## DOCUMENT EXCERPT
::::::
# PC in Belfast Area



## kkh120 (Oct 30, 2006)

Does anyone in the Belfast area use a PC?

Just started using mine and it seems to heat up quite badly which doesnt sound right and I wanted to check with someone who was familar with it.

Hope you can help, Cheers.


----------



## Brisa (Aug 9, 2006)

Yes I have, no access heat from mine. If you want to meet/call round you are more than welcome to have a blast with mine to compare. My runabout needs de swirled anyway and I CBA! lol


----------



## Ruth M (Feb 27, 2006)

mine heats up quite badly, to the point where it gets too hot to touch in places lol


----------



## Lirin (Jun 9, 2008)

Have you checked the obvious- is the fan working, getting enough air, and not obstructed by dust and dirt? Sorry, not meant as cheeky.


----------



## kkh120 (Oct 30, 2006)

Brisa said:


> Yes I have, no access heat from mine. If you want to meet/call round you are more than welcome to have a blast with mine to compare. My runabout needs de swirled anyway and I CBA! lol


That would be great, I'm I bit short of time at the minute so hopefully we could get something arranged. Where abouts are you?

Thanks again.

@Lirin - No probs, not cheeky at all. It was just out of the box. Seems to be getting enough air and certainly clean enough!


----------



## Brisa (Aug 9, 2006)

Im in east belfast. Give me a shout via PM when you fancy having a look at it.


----------



## kkh120 (Oct 30, 2006)

Super job, thanks


----------
::::::
## EXERCISE 1
Do these statements agree with the Belfast forum thread? Answer yes or no for each, and quote the words from the thread that decide it.
(a) Ruth M says her PC gets too hot to touch in places.
(b) Brisa lives in west Belfast.
(c) kkh120 reports that the PC is dusty.

## RECORDS FOR THIS EXERCISE
::::::
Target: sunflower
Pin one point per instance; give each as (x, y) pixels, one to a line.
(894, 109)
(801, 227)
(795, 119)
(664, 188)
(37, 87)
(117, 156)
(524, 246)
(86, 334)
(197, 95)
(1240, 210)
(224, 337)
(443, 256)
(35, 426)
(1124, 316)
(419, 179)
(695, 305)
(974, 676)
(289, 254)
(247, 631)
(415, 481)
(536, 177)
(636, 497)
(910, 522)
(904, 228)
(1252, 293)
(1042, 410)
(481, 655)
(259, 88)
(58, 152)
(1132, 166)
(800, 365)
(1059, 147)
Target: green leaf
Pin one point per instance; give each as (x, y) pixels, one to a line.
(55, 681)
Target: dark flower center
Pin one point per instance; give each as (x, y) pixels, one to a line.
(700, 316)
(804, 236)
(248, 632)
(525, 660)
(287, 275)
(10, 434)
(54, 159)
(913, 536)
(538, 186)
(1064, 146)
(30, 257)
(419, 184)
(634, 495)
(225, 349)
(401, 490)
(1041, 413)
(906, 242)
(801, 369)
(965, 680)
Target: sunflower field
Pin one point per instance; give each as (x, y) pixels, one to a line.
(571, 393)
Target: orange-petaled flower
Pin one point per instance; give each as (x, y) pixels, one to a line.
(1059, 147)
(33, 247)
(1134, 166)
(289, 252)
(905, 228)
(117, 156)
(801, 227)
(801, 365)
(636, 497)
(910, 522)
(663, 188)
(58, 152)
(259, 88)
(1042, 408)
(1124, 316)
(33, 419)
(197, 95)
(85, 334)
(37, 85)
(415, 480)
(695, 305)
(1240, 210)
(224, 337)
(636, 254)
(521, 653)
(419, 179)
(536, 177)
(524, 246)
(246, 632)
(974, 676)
::::::
## EXERCISE 2
Reproduce the stretch of the listing from its start through the line containing "(1252, 293)", substituting "object" for "instance" and leaving everything else unchanged.

## COMPLETE OUTPUT 1
(a) Yes: "it gets too hot to touch in places"
(b) No: "Im in east belfast."
(c) No: "certainly clean enough!"

## COMPLETE OUTPUT 2
Target: sunflower
Pin one point per object; give each as (x, y) pixels, one to a line.
(894, 109)
(801, 227)
(795, 119)
(664, 188)
(37, 87)
(117, 156)
(524, 246)
(86, 334)
(197, 95)
(1240, 210)
(224, 337)
(443, 256)
(35, 426)
(1124, 316)
(419, 179)
(695, 305)
(974, 676)
(289, 254)
(247, 631)
(415, 481)
(536, 177)
(636, 497)
(910, 522)
(904, 228)
(1252, 293)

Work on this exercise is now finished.